• **WHAT THE EXERCISE ASKS**: Reproduce every item below word for word, leaving out the pictures.

• **EXERCISE INPUT**:
....

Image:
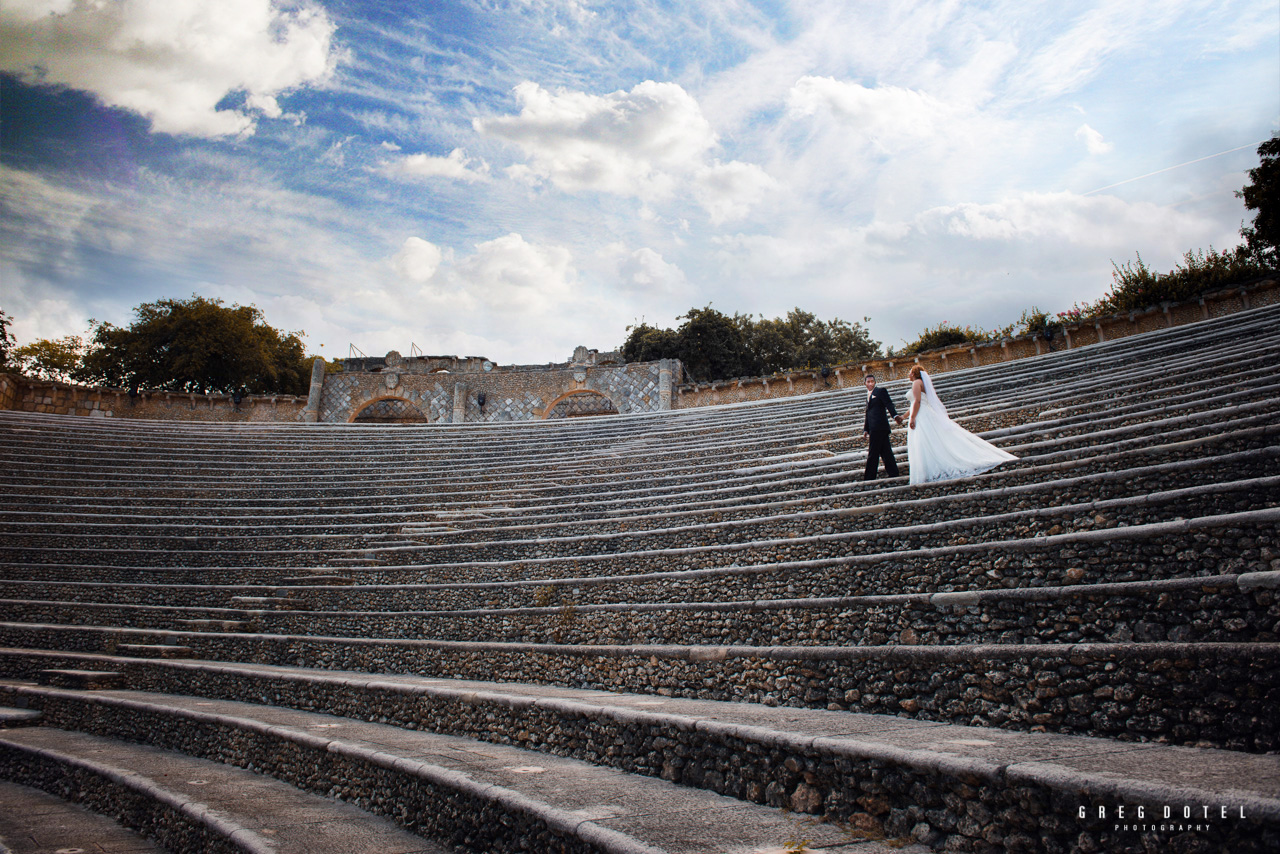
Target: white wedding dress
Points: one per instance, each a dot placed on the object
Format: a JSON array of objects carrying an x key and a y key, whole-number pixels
[{"x": 938, "y": 448}]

....

• **RIGHT ANSWER**:
Image:
Target: white wedding dress
Points: one per instance, each a dot placed on the object
Format: a JSON array of objects carrying an x key and a y key, whole-number pixels
[{"x": 938, "y": 448}]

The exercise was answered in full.